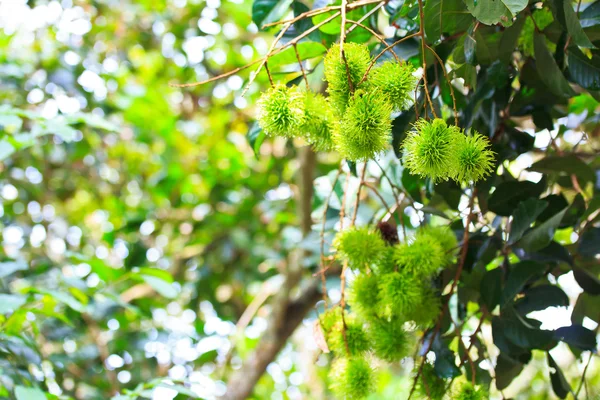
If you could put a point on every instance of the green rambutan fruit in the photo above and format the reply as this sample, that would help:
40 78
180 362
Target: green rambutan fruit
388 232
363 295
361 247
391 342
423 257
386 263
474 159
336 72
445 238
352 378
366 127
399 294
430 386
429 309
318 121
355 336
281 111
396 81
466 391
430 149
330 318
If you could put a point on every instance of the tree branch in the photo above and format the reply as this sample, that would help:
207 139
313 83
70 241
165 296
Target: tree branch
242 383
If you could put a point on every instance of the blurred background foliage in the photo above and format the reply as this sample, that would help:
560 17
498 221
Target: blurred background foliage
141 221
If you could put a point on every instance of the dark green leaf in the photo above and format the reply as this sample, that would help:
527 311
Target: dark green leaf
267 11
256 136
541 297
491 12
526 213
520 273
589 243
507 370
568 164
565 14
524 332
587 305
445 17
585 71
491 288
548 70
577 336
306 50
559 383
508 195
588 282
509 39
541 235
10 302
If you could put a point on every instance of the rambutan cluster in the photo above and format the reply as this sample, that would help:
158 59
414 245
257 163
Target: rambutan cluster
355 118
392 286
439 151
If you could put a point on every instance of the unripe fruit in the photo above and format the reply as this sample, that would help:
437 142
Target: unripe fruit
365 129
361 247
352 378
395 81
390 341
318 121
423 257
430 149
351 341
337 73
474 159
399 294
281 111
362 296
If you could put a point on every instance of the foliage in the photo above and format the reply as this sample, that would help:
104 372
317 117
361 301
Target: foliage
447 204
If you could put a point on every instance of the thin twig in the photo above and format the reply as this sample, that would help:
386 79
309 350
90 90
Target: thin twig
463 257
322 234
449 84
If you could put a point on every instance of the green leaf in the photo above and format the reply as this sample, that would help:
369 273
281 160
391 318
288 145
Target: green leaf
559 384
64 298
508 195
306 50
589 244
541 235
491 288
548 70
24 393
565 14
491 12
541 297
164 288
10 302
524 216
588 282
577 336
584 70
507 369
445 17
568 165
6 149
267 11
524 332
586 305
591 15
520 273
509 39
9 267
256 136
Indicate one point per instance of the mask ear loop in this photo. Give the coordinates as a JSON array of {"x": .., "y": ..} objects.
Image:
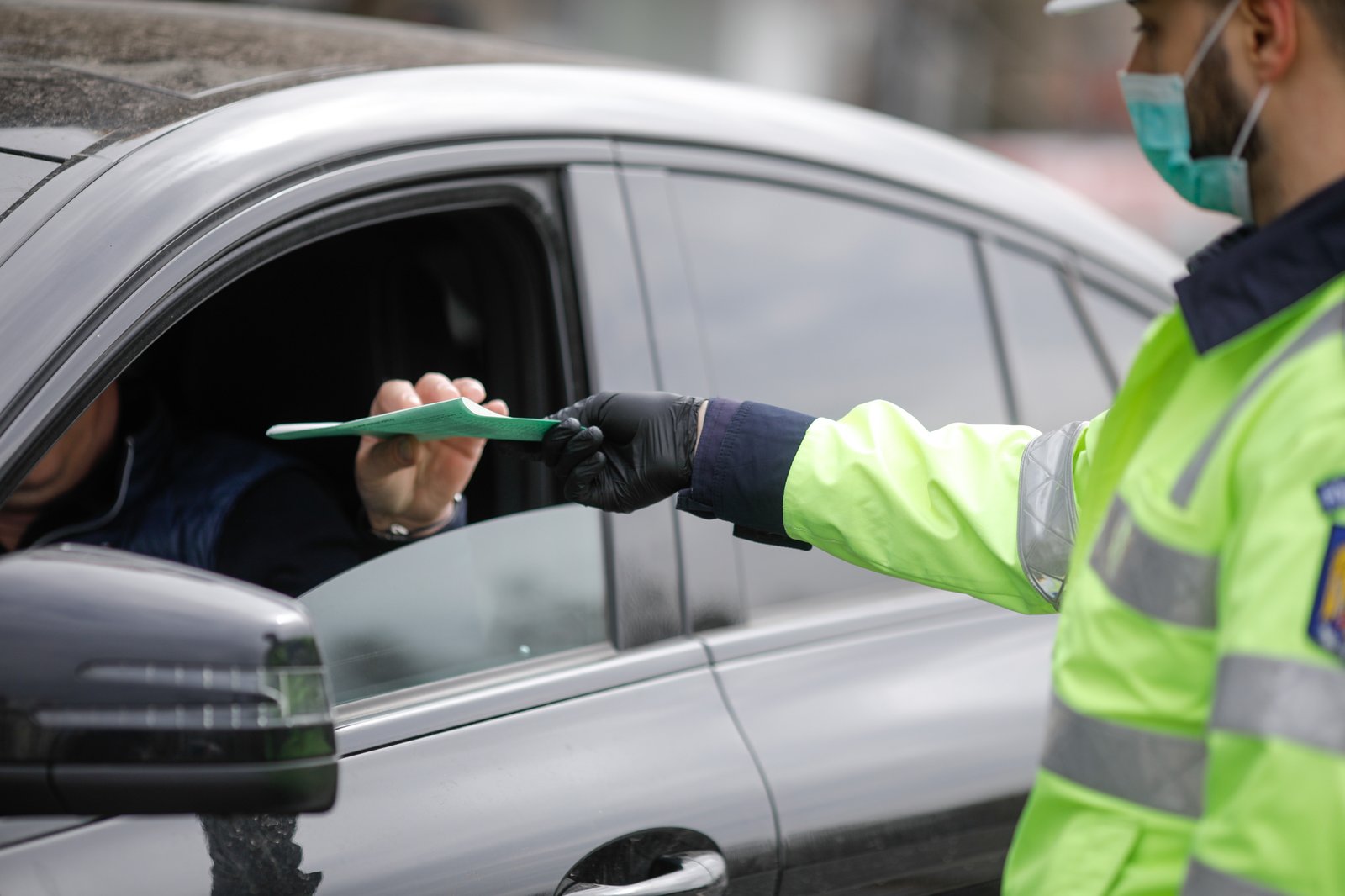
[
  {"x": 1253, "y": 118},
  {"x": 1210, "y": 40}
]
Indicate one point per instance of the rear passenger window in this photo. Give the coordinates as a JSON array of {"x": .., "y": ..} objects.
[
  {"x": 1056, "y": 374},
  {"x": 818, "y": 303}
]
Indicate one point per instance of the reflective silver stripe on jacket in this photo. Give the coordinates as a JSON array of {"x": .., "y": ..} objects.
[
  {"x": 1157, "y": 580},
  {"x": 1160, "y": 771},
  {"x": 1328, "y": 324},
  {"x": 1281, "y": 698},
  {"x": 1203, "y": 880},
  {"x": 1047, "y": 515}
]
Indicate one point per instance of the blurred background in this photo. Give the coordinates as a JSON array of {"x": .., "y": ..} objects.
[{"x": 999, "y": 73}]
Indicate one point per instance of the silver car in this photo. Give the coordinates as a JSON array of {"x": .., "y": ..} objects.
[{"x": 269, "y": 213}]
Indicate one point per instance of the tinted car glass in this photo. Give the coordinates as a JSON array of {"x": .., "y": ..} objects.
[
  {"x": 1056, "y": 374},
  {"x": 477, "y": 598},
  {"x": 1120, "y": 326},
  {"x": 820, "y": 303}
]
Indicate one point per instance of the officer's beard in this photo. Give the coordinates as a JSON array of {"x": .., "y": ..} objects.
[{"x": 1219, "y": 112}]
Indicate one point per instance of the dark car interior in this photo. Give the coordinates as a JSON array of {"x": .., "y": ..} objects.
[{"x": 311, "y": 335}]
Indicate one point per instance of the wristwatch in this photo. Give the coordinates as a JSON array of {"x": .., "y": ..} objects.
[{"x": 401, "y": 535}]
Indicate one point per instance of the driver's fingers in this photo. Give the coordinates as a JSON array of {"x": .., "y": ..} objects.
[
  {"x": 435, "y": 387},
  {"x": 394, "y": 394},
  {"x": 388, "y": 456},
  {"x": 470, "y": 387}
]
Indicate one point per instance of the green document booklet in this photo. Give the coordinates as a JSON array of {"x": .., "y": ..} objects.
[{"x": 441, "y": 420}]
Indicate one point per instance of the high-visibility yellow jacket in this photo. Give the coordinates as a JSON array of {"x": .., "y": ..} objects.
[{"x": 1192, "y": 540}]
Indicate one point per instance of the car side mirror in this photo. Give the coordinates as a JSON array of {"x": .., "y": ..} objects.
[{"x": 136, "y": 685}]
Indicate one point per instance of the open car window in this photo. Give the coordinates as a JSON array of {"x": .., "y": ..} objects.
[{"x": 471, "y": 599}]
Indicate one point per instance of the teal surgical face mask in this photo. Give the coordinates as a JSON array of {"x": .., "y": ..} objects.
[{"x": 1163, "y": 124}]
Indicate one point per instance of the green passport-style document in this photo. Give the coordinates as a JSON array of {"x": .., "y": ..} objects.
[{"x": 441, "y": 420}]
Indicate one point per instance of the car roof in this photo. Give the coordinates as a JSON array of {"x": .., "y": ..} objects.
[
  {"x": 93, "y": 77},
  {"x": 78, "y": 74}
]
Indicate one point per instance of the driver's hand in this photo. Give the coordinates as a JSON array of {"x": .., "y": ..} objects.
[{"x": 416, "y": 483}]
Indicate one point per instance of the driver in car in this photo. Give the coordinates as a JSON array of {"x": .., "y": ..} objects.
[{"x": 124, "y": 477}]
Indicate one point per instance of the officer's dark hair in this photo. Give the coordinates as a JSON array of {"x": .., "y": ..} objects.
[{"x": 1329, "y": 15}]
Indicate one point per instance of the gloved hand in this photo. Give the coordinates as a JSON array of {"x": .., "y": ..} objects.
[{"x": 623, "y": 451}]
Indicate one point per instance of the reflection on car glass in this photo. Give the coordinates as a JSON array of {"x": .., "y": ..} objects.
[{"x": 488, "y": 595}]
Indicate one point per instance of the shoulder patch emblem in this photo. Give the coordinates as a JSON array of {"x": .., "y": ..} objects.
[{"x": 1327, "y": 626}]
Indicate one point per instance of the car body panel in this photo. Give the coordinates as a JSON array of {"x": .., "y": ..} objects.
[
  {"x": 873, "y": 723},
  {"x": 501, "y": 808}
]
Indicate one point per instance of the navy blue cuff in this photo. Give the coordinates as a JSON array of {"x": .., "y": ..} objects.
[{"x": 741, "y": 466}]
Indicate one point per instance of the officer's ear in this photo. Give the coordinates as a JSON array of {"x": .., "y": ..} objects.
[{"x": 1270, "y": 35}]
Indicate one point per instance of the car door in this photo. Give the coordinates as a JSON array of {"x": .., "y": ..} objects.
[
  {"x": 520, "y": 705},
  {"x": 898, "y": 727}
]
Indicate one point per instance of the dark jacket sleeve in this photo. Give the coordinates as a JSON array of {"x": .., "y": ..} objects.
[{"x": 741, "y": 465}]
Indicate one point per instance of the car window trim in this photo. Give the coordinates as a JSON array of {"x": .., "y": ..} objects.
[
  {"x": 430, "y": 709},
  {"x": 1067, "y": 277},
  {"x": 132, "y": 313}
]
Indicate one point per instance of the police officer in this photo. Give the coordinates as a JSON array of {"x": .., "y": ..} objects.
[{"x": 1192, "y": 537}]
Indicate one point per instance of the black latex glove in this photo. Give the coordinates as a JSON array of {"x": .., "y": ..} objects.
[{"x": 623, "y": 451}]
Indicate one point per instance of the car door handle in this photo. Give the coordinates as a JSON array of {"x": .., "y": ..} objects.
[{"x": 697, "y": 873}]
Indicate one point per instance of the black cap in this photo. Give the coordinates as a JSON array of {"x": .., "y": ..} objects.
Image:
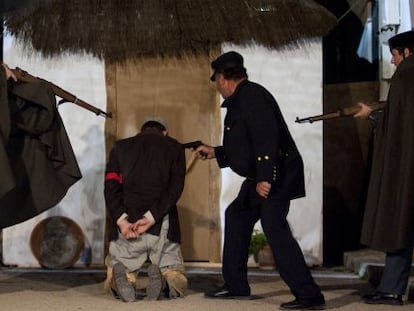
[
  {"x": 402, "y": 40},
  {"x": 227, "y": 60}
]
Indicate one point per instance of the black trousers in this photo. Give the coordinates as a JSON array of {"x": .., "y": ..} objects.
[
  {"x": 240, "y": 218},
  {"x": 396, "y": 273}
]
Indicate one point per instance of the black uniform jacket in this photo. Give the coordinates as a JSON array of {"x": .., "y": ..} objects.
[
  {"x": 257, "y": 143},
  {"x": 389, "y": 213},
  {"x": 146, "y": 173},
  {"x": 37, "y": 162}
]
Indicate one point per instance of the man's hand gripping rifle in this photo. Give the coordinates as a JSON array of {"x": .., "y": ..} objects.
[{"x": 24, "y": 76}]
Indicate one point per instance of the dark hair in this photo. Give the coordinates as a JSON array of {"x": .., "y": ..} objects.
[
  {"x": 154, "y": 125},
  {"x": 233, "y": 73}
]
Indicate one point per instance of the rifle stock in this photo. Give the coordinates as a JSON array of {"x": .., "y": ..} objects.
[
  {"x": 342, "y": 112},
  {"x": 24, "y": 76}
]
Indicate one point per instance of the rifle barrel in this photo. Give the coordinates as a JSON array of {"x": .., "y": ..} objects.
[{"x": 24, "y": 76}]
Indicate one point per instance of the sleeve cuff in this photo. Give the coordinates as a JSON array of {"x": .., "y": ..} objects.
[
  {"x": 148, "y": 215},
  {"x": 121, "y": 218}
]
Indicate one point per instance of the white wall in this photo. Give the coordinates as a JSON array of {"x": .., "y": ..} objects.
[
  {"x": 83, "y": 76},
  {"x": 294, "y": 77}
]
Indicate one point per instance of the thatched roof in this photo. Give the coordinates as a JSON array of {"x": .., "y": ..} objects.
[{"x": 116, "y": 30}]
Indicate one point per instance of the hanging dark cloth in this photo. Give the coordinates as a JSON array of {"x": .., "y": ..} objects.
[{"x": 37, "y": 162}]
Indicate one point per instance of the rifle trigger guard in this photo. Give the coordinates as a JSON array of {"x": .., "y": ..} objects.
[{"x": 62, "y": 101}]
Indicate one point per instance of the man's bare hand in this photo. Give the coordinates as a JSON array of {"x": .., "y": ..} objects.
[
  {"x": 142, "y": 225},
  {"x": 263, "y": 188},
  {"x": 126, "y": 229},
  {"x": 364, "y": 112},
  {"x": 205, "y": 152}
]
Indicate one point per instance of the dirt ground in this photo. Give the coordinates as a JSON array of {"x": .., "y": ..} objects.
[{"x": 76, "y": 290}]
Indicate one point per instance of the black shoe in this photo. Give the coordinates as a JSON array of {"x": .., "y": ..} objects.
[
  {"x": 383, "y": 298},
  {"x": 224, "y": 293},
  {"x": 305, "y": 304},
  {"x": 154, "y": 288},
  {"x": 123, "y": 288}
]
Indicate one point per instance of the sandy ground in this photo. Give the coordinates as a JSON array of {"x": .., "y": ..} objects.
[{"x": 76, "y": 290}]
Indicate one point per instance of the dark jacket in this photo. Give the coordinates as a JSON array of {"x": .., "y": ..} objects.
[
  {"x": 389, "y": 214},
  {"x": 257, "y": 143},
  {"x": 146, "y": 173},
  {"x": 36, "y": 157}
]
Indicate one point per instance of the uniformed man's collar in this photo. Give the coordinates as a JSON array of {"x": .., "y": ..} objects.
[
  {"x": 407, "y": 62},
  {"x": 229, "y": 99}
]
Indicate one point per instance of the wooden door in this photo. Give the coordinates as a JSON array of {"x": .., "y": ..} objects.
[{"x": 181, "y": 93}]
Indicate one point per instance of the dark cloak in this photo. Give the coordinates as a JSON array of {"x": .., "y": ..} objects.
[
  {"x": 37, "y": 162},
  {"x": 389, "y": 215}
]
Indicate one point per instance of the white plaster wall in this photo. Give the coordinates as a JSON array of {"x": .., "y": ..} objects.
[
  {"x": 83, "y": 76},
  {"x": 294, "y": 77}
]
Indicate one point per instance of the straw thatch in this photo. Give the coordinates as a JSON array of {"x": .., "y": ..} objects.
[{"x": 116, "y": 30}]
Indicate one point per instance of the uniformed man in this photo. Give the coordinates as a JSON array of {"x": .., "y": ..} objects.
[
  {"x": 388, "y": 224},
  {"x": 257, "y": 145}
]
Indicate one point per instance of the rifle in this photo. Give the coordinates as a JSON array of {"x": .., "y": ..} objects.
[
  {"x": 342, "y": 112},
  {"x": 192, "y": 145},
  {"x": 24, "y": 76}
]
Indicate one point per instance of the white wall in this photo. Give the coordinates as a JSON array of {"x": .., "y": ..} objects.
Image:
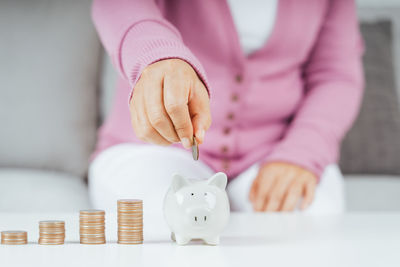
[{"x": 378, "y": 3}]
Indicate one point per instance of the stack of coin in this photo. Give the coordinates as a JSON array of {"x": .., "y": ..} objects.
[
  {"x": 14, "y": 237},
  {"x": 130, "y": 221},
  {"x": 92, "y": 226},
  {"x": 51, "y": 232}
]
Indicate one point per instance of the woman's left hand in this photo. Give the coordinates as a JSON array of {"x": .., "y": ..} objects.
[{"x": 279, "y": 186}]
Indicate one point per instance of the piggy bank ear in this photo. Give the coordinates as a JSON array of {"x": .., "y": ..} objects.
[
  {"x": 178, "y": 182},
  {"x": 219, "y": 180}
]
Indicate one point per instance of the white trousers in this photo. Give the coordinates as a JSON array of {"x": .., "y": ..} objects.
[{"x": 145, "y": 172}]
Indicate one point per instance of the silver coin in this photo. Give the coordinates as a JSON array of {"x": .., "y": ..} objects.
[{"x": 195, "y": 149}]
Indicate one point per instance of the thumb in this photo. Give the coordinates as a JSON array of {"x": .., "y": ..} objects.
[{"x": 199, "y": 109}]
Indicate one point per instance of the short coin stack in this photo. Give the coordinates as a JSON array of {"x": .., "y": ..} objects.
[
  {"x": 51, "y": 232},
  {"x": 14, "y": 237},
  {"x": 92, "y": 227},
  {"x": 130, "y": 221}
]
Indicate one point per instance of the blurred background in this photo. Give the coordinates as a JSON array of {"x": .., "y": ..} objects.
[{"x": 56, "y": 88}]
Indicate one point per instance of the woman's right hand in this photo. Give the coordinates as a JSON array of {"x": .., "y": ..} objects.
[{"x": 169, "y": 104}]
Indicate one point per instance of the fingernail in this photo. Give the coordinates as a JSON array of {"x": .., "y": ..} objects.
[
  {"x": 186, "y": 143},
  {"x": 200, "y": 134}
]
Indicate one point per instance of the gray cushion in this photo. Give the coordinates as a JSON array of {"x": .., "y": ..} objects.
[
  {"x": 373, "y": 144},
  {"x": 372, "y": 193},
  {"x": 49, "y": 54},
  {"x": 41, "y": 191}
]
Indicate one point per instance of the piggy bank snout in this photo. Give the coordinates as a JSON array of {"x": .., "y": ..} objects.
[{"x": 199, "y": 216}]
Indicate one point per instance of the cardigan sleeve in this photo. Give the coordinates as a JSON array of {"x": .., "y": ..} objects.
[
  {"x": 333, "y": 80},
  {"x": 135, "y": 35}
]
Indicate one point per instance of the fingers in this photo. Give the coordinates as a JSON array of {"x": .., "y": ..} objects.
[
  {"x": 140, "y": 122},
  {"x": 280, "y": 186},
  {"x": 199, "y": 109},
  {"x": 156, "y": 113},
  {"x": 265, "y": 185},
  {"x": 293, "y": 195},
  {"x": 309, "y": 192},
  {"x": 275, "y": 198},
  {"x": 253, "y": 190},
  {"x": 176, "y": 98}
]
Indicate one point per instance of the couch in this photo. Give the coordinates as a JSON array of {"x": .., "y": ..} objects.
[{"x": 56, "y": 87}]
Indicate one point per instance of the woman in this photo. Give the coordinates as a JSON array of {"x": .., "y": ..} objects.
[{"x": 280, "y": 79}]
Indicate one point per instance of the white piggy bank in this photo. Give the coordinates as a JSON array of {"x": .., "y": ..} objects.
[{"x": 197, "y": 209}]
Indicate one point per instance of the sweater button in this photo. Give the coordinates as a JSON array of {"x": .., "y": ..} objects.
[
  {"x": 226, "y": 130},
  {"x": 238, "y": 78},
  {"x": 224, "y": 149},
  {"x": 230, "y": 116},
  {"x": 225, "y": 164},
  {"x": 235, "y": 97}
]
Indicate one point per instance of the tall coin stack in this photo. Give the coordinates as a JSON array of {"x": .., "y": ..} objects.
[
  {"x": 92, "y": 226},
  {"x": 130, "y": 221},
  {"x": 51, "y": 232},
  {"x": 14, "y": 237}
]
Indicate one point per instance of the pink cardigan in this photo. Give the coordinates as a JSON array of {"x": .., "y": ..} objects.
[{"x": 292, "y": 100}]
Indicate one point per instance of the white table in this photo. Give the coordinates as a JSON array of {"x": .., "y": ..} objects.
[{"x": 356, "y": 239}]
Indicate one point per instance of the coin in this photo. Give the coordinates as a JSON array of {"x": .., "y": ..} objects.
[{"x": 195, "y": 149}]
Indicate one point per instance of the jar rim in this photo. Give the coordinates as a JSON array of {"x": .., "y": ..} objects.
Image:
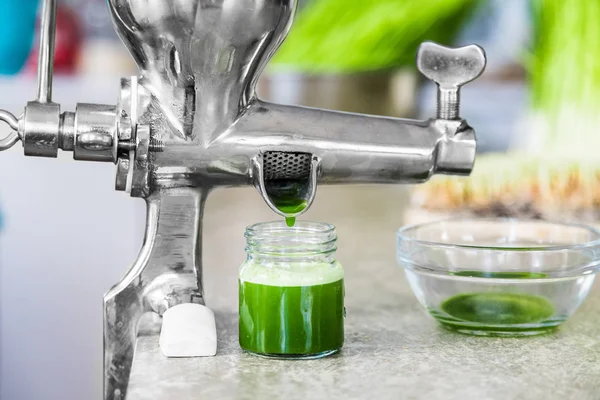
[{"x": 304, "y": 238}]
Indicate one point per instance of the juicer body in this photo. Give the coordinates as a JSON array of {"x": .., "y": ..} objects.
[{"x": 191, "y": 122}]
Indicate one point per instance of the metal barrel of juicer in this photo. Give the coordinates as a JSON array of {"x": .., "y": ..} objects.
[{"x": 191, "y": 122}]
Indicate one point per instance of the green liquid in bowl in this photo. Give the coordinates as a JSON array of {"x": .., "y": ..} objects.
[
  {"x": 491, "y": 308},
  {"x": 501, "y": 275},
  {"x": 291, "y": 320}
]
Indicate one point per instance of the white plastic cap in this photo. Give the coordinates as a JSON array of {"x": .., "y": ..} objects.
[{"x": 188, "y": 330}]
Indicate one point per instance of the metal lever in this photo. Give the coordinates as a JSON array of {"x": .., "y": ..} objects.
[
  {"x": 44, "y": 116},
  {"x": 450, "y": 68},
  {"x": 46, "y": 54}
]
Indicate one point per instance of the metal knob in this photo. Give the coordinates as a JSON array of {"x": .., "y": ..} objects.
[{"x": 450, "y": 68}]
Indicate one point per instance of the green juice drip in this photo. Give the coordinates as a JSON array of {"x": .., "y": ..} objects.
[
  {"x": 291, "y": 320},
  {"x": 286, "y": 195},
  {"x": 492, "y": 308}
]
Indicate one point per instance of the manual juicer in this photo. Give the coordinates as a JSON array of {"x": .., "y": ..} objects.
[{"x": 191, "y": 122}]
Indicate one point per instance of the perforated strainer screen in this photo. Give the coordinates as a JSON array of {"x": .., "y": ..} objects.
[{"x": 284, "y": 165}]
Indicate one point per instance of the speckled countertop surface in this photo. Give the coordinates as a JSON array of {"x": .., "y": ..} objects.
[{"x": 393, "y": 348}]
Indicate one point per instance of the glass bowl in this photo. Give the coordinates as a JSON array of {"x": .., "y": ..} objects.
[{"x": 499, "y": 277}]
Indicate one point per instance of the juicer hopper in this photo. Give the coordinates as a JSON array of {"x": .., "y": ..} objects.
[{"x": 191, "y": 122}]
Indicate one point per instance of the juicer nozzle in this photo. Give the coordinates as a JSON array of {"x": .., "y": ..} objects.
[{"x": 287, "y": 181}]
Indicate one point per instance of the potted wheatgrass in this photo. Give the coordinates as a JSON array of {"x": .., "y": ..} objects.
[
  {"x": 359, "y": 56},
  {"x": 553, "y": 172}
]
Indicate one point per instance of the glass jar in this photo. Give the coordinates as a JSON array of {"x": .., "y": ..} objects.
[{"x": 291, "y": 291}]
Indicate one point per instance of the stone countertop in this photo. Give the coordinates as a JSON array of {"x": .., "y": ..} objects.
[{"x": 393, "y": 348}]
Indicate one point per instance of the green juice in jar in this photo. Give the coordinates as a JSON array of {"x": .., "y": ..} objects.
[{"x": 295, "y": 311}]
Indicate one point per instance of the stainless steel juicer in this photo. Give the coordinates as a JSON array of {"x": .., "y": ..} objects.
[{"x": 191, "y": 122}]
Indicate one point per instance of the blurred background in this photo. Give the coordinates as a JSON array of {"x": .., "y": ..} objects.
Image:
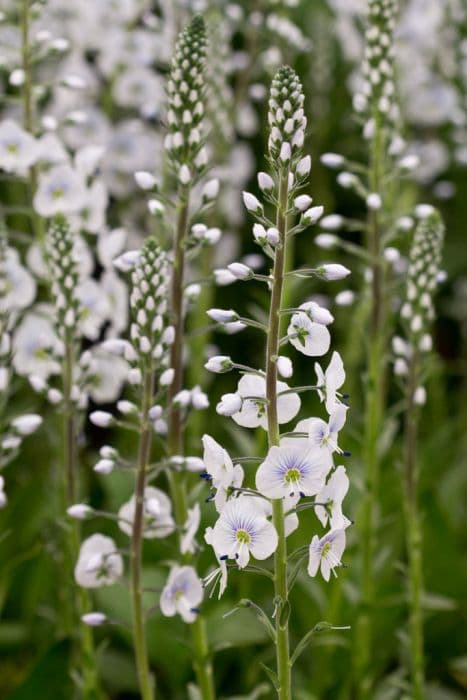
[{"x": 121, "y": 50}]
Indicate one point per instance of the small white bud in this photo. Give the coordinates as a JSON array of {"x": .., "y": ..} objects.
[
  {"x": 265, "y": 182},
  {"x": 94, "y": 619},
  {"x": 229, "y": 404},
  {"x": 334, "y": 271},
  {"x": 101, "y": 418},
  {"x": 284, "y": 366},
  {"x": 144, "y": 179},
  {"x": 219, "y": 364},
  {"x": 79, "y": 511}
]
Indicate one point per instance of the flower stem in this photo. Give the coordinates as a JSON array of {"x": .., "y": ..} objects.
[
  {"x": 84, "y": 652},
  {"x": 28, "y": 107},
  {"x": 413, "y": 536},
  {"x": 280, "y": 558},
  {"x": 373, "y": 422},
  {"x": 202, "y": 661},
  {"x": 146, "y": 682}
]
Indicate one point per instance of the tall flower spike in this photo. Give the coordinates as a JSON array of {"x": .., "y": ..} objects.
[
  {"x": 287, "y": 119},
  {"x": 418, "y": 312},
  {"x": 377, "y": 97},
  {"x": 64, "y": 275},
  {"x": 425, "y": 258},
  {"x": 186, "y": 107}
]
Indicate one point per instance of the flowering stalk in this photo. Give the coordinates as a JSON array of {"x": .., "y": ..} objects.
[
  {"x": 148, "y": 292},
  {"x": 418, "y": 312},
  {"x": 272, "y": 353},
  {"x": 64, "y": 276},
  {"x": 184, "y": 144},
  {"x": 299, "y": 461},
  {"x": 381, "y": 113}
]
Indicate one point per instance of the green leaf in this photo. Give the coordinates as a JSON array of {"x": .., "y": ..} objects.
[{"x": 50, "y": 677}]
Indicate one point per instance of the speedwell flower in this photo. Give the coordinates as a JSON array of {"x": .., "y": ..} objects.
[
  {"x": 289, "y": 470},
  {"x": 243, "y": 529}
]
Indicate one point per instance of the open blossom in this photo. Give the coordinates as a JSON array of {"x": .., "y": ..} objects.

*Your objective*
Using the entries shown above, reproduce verbatim the lines from the line bearing "Indicate one point per instance of the coin" to the line bearing "Indicate one point per instance of the jar", inclusive.

*Response*
Indicate one point per instance of the coin in this photo. Give the coordinates as a JSON array of {"x": .., "y": ..} objects.
[{"x": 195, "y": 149}]
Indicate one point per instance of the jar rim in this photo. Give the coordinates as a JSON array of {"x": .., "y": ..} objects.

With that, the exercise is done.